• [The request] Give the items as a Markdown table with the columns Row and Line, starting at the line holding "the mossy rock" and running through the last line of the items, both ends included. Put one line in each row, numbered in order, skip blank lines, and leave the pictures out.

• [Provided records]
>> begin

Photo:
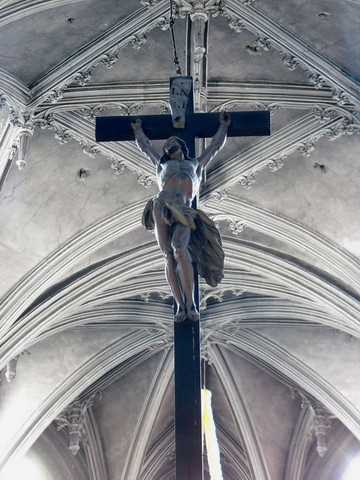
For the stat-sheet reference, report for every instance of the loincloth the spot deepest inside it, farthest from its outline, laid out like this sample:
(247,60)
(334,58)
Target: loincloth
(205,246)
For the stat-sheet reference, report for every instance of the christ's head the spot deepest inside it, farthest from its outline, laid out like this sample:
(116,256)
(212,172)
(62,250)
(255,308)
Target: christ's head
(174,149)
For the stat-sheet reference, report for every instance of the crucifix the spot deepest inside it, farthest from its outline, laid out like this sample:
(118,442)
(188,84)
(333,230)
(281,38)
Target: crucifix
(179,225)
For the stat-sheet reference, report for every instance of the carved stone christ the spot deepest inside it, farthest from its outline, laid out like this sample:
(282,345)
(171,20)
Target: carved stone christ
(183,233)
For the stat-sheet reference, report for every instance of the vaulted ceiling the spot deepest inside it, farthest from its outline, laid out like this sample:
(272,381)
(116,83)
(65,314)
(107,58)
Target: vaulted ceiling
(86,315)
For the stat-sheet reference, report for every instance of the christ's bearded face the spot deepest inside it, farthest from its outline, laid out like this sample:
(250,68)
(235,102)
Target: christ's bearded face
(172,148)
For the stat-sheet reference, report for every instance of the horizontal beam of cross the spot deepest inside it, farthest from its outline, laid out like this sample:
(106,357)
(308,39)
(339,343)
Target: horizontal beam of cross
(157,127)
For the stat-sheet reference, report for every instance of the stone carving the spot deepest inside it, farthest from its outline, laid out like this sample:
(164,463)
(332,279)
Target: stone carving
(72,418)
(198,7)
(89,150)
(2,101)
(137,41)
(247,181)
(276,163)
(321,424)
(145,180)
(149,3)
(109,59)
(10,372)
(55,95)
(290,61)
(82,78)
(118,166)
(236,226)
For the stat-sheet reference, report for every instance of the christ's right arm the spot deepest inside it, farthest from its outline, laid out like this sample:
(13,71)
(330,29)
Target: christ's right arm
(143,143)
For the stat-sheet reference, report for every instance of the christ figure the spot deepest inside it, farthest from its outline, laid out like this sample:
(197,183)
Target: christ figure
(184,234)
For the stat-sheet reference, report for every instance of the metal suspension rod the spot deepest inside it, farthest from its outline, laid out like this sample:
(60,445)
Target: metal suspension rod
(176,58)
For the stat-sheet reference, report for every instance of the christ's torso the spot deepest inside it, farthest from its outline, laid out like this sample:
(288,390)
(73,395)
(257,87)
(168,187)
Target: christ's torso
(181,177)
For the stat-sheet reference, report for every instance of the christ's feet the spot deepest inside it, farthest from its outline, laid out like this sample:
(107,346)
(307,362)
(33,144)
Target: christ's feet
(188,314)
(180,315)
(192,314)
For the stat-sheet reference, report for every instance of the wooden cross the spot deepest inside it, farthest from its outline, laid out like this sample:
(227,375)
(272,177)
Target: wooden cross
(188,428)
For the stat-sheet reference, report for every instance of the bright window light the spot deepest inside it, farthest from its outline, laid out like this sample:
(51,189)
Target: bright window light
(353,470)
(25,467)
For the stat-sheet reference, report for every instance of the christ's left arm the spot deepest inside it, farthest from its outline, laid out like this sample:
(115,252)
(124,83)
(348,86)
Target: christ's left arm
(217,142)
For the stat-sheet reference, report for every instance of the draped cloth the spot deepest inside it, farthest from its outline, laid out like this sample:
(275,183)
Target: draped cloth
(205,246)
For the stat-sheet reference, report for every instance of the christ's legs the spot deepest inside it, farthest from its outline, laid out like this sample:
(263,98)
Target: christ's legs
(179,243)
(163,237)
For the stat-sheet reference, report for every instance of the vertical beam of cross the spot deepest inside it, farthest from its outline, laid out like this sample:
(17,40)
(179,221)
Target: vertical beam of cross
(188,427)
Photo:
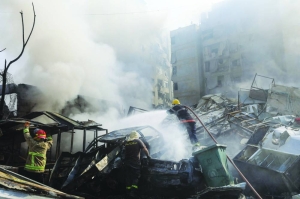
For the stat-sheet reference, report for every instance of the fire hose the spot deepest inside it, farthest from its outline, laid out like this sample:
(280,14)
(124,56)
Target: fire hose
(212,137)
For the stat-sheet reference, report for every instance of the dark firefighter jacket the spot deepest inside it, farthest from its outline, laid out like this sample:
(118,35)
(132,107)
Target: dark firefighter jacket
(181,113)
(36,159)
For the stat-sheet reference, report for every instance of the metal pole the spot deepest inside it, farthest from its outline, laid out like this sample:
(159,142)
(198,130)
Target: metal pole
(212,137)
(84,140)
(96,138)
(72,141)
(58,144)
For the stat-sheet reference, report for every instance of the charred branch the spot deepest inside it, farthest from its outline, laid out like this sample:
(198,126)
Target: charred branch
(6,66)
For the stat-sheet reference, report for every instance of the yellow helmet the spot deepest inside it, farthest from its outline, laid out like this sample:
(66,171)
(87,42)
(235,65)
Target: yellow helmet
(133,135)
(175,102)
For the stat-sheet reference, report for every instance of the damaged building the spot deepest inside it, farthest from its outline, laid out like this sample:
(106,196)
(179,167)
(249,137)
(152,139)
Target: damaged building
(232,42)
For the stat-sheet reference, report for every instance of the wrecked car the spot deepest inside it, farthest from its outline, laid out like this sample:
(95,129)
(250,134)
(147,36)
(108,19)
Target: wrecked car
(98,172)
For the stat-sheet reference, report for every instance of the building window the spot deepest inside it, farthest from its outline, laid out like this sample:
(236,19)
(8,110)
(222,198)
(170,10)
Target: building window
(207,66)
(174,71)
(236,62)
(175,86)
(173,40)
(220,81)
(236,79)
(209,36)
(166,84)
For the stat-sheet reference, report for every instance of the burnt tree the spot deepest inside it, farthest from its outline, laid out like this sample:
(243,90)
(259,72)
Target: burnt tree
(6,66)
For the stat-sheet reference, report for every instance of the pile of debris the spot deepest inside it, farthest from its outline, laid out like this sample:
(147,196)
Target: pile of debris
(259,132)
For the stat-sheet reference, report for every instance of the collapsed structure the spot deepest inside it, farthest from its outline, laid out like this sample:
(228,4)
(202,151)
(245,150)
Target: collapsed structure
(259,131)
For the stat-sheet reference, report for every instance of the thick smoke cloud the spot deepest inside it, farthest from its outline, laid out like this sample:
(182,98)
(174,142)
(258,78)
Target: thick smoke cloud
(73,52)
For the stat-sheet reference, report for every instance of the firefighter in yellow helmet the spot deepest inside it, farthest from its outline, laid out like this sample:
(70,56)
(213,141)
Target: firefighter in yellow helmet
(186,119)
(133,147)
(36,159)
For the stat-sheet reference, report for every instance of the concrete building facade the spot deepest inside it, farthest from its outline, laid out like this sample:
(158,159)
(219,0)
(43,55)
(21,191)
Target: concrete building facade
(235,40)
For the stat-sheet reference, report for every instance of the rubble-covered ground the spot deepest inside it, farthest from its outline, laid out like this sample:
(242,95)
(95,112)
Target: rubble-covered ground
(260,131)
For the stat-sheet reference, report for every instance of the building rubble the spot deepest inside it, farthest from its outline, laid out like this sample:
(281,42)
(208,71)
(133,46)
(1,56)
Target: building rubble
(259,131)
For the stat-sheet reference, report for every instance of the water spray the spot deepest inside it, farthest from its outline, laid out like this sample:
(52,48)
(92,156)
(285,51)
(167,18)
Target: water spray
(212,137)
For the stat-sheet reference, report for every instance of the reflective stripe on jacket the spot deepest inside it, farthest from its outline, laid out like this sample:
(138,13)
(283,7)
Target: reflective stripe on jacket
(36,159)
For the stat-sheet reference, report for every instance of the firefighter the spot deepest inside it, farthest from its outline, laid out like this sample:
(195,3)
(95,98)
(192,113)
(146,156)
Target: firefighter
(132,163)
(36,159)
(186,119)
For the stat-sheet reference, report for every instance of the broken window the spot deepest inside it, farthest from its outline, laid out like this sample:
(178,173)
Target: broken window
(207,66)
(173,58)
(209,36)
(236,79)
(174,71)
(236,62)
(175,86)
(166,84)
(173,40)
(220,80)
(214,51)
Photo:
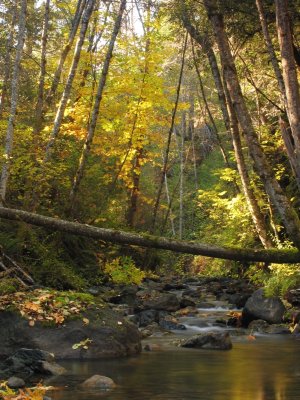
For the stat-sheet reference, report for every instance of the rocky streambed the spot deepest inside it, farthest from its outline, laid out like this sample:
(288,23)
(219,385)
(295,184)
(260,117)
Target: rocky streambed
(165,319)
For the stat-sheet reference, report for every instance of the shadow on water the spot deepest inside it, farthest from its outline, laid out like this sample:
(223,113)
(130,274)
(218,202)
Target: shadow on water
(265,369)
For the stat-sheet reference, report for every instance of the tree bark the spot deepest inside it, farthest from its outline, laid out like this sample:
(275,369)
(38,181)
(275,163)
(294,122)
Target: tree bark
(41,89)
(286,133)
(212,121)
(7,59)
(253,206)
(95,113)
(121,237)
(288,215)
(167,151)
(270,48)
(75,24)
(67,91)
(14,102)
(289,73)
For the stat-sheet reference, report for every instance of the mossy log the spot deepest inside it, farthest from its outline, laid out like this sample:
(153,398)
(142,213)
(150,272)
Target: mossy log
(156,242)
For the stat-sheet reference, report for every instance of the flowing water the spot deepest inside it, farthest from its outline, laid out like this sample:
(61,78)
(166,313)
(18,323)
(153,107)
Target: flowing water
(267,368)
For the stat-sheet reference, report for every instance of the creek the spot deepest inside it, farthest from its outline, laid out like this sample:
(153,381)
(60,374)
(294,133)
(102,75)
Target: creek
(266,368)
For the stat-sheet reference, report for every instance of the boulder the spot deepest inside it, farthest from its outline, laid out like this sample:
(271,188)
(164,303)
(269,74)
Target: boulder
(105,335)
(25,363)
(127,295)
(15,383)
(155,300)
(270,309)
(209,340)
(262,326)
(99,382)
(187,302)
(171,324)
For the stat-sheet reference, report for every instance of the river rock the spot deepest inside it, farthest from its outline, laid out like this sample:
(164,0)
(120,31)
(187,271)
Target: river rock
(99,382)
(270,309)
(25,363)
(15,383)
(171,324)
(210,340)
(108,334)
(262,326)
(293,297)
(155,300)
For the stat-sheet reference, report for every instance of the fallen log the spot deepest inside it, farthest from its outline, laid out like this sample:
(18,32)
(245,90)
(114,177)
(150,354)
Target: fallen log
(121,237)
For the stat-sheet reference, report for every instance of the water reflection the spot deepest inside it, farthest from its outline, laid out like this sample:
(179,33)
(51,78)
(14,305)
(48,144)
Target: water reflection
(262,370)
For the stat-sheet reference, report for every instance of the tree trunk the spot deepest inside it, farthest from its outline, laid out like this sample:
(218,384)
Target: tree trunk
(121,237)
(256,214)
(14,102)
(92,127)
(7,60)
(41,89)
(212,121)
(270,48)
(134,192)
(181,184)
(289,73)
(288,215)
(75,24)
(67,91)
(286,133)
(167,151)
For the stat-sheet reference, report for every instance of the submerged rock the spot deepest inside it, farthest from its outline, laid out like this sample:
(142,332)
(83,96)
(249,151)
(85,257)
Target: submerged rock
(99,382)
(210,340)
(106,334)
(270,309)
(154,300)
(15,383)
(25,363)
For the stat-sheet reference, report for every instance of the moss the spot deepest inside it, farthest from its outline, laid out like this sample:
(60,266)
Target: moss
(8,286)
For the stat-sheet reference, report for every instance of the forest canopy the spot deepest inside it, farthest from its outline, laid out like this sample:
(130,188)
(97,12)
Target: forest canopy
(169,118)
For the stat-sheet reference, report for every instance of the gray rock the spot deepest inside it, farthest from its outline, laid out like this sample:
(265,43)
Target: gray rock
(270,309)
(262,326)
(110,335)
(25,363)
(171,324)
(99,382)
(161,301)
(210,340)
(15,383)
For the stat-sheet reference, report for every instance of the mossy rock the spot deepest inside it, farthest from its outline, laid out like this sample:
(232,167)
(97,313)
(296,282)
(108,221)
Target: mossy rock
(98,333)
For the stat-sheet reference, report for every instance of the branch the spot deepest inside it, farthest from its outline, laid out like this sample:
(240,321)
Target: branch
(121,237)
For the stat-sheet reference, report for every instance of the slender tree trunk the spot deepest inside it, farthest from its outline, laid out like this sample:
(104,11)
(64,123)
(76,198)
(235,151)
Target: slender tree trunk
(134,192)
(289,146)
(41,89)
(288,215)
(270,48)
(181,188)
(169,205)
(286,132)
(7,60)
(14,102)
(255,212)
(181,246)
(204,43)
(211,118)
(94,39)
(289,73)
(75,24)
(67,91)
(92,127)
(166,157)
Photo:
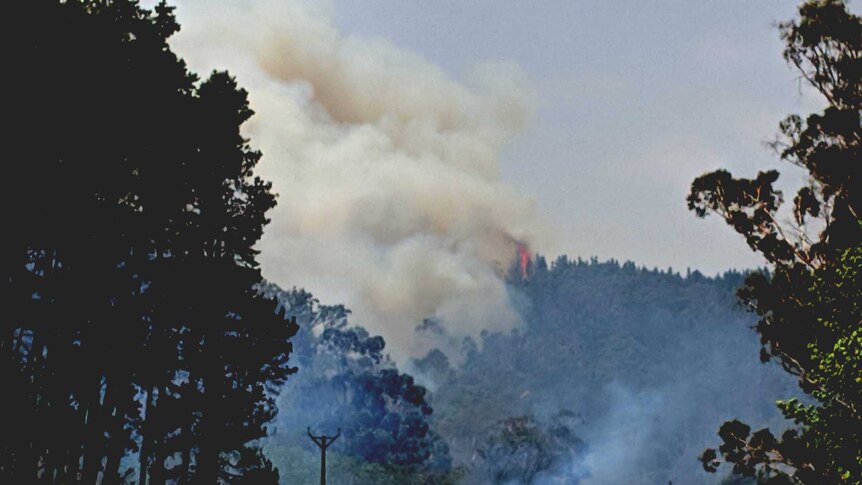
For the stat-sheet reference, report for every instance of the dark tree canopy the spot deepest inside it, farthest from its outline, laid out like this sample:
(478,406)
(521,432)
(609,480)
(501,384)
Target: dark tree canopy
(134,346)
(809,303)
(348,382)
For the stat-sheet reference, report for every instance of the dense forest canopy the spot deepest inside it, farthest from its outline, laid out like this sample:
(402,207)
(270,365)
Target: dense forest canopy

>> end

• [Completed task]
| Row | Line |
|---|---|
| 1 | For the stat-sheet reference, report for every instance of the mossy rock the spot deepest inside it, farthest from its outline, laid out like this sample: |
| 2 | (232,167) |
| 3 | (97,313) |
| 4 | (296,282) |
| 5 | (108,221) |
| 6 | Target: mossy rock |
| 7 | (98,333) |
| 8 | For the stat-sheet reference, report for every instance of the branch the spot deepest inside it, farthest from its outline, laid out like this sample: |
| 9 | (240,321) |
| 10 | Target: branch |
| 11 | (121,237) |
| 12 | For the stat-sheet reference, report for every instance of the slender tree trunk the spot deepest inside it, farthest from its outline, laid out like this sample: |
| 13 | (104,11) |
| 14 | (64,123) |
| 15 | (76,198) |
| 16 | (235,151) |
| 17 | Target: slender tree trunk |
| 18 | (134,192) |
| 19 | (289,146) |
| 20 | (41,89) |
| 21 | (288,215) |
| 22 | (270,48) |
| 23 | (181,188) |
| 24 | (169,205) |
| 25 | (286,132) |
| 26 | (7,60) |
| 27 | (14,102) |
| 28 | (255,212) |
| 29 | (181,246) |
| 30 | (204,43) |
| 31 | (211,118) |
| 32 | (94,39) |
| 33 | (289,73) |
| 34 | (75,24) |
| 35 | (67,91) |
| 36 | (92,127) |
| 37 | (166,157) |
| 38 | Photo: |
| 39 | For the stat-sheet reference, report for every instance of the dark tree canopy the spot deepest inside it, farthest from its outline, laid out like this sample: |
| 40 | (478,406) |
| 41 | (521,432) |
| 42 | (609,480) |
| 43 | (501,384) |
| 44 | Target: dark tree canopy |
| 45 | (134,346) |
| 46 | (809,303) |
| 47 | (348,382) |
| 48 | For the stat-sheet reference, report for every instance of the dense forest canopy the spot deepest inside it, farthest from its outline, laid out like this sample: |
| 49 | (402,207) |
| 50 | (270,365) |
| 51 | Target: dense forest canopy |